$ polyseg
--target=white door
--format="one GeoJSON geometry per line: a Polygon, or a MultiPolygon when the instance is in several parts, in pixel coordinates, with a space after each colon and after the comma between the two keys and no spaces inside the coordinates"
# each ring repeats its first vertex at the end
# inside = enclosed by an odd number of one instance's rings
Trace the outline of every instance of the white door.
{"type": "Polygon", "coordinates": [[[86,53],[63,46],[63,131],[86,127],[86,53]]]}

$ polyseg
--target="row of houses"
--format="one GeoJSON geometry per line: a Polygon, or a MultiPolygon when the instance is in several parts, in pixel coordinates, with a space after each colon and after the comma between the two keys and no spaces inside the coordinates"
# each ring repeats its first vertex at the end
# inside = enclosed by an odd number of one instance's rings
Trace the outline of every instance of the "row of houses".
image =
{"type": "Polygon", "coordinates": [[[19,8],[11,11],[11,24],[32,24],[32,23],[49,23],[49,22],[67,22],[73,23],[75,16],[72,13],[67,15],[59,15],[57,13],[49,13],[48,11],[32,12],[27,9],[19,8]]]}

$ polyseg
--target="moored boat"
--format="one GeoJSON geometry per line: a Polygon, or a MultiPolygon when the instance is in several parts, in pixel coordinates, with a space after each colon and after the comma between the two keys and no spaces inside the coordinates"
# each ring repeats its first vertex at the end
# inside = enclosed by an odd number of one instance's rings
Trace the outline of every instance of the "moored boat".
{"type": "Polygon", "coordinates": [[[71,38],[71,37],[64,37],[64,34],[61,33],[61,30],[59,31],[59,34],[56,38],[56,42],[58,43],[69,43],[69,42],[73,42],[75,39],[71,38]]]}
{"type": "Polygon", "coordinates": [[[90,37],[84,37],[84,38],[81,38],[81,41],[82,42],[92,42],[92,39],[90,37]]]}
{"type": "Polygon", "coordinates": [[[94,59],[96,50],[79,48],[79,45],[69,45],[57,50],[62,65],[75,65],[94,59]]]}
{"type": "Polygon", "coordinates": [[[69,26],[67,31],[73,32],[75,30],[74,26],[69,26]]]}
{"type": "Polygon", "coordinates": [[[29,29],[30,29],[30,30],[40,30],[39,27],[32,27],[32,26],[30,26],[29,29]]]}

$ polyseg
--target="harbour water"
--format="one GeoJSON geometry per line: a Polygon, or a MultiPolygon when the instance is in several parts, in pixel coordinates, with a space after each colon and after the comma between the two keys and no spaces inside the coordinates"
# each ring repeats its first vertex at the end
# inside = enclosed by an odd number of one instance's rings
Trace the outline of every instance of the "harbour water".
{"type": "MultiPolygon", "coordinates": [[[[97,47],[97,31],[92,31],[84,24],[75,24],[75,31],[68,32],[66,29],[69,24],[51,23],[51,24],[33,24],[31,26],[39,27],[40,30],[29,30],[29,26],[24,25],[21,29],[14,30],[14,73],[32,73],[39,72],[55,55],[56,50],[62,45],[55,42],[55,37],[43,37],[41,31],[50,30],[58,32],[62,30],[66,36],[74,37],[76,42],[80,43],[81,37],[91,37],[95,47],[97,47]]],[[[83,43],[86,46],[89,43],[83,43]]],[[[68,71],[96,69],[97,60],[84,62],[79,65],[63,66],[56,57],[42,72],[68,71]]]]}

Exercise brief:
Write the material out again word for word.

Exercise solution:
$ polyseg
--target=white door
--format="one GeoJSON geometry per line: a Polygon, or a MultiPolygon when the instance is in several parts, in pixel coordinates, with a space after each colon and after the comma between the two keys and no spaces inside the coordinates"
# each ring repeats its first vertex at the end
# inside = enclosed by an odd number of one instance's rings
Trace the outline of every instance of the white door.
{"type": "Polygon", "coordinates": [[[86,53],[63,46],[63,131],[86,127],[86,53]]]}

$ polyseg
--target="row of houses"
--format="one GeoJSON geometry per line: a Polygon, or a MultiPolygon when the instance is in several parts, in pixel coordinates, with a space after each colon and after the comma between the two keys and no spaces inside the coordinates"
# each ring repeats its first vertex at the end
# inside = enclosed by an odd number of one instance's rings
Trace the outline of every instance of the "row of houses".
image =
{"type": "Polygon", "coordinates": [[[19,8],[11,11],[11,24],[32,24],[32,23],[49,23],[49,22],[67,22],[73,23],[75,16],[72,13],[67,15],[59,15],[57,13],[49,13],[48,11],[32,12],[27,9],[19,8]]]}

$ polyseg
--target="moored boat"
--format="one GeoJSON geometry per line: a Polygon, or a MultiPolygon when the instance is in several parts, in pixel coordinates, with a space after each colon and after the comma between the two keys and no spaces inside the coordinates"
# each ring repeats its first vertex at the end
# inside = enclosed by an odd number of one instance's rings
Trace the outline of every instance of the "moored boat".
{"type": "Polygon", "coordinates": [[[71,38],[71,37],[64,37],[64,34],[61,33],[61,30],[59,31],[59,34],[56,38],[56,42],[58,43],[69,43],[69,42],[73,42],[75,39],[71,38]]]}
{"type": "Polygon", "coordinates": [[[90,37],[84,37],[84,38],[81,38],[81,41],[82,42],[92,42],[92,39],[90,37]]]}
{"type": "Polygon", "coordinates": [[[94,59],[96,50],[79,48],[79,45],[69,45],[57,50],[62,65],[75,65],[94,59]]]}
{"type": "Polygon", "coordinates": [[[69,26],[67,31],[73,32],[75,30],[74,26],[69,26]]]}
{"type": "Polygon", "coordinates": [[[29,29],[30,29],[30,30],[40,30],[39,27],[32,27],[32,26],[30,26],[29,29]]]}

$ polyseg
--target="harbour water"
--format="one GeoJSON geometry per line: a Polygon, or a MultiPolygon when the instance is in several parts, in pixel coordinates, with a space after each colon and after the comma between the two keys and no spaces inside the coordinates"
# each ring repeats its first vertex at the end
# inside = enclosed by an odd number of one instance's rings
Trace the outline of every instance of the "harbour water".
{"type": "MultiPolygon", "coordinates": [[[[97,47],[97,31],[92,31],[84,24],[75,24],[75,31],[68,32],[66,29],[69,24],[51,23],[51,24],[33,24],[31,26],[39,27],[40,30],[29,30],[29,26],[24,25],[21,29],[14,30],[14,73],[32,73],[39,72],[55,55],[56,50],[62,45],[55,42],[55,37],[43,37],[41,31],[50,30],[58,32],[62,30],[66,36],[74,37],[76,42],[80,43],[81,37],[91,37],[95,47],[97,47]]],[[[83,43],[86,46],[89,43],[83,43]]],[[[68,71],[96,69],[97,60],[84,62],[79,65],[63,66],[56,57],[42,72],[68,71]]]]}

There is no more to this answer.